(PAGE EXTRACT begins)

Geobios
- Discipline: Paleontology
- Language: English

Publication details
- History: 1968–present
- Publisher: Elsevier (Netherlands)
- Frequency: Bimonthly
- Impact factor: 1.243 (2014)

Standard abbreviations
- ISO 4: Geobios

Indexing
- ISSN: 0016-6995

Links
- Journal homepage;

= Geobios =

Geobios is an academic journal published bimonthly by the publishing house Elsevier. Geobios is an international journal of paleontology, focusing on the areas of palaeobiology, palaeoecology, palaeobiogeography, stratigraphy and biogeochemistry.

Geobios is indexed and abstracted in: Science Citation Index, ISI, Bulletin signalétique, PASCAL, Geo Abstracts, Biological Abstracts, The Geoscience Database, Referativnyi Zhurnal, SciSearch, Research Alert and Current Contents/Physical, Chemical & Earth Sciences.

(PAGE EXTRACT ends)

COMPLETE THE FOLLOWING:
A. Answer these questions from the Geobios page:
(i) What is the journal's ISSN?
(ii) In what year did its publication history begin?
(iii) Which publishing house publishes it?
B. Retype the stretch of the Geobios page that begins with the words "Geobios is an academic" and ends with "Chemical & Earth Sciences.".
C. Pick up the page on the journal Geobios after its final sentence and keep writing.

(MATERIAL PROVIDED begins)

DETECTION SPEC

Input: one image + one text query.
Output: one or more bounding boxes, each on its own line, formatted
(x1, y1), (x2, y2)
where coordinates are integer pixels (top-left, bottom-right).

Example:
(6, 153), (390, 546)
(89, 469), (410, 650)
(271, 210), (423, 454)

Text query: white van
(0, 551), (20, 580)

(MATERIAL PROVIDED ends)
(MATERIAL PROVIDED begins)

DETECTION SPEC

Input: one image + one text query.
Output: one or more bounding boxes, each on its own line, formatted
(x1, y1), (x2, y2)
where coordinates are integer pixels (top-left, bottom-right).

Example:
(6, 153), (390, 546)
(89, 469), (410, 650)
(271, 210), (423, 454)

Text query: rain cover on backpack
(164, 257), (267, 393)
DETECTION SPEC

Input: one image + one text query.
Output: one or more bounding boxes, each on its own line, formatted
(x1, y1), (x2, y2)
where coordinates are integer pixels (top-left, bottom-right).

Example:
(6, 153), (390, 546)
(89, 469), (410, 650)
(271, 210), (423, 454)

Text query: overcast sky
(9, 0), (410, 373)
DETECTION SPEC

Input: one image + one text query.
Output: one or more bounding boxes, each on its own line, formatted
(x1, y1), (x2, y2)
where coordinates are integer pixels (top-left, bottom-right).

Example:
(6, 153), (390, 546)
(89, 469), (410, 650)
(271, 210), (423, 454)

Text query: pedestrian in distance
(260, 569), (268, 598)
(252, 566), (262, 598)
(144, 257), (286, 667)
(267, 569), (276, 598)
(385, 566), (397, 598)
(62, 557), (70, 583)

(MATERIAL PROVIDED ends)

PER-TASK ANSWERS:
A.
(i) 0016-6995
(ii) 1968
(iii) Elsevier

B.
Geobios is an academic journal published bimonthly by the publishing house Elsevier. Geobios is an international journal of paleontology, focusing on the areas of palaeobiology, palaeoecology, palaeobiogeography, stratigraphy and biogeochemistry.

Geobios is indexed and abstracted in: Science Citation Index, ISI, Bulletin signalétique, PASCAL, Geo Abstracts, Biological Abstracts, The Geoscience Database, Referativnyi Zhurnal, SciSearch, Research Alert and Current Contents/Physical, Chemical & Earth Sciences.

C.
==Description==
Articles are published only in English, following a standard peer-review process (usually involving 3 reviewers) supervised by an associate-editor through the journal's submission website. Articles are published both in print and in electronic format on the Geobios ScienceDirect website.

==History==
Geobios was first published in 1968 by the Claude Bernard University Lyon 1. Up until 2011, the associate editors' board was exclusively based in Lyon, France and placed under the editorial responsibility of Louis David, André Schaaf, Patrick Racheboeuf, Serge Legendre, and Pierre Hantzpergue. Gilles Escarguel has been the editor-in-chief of Geobios since 2009.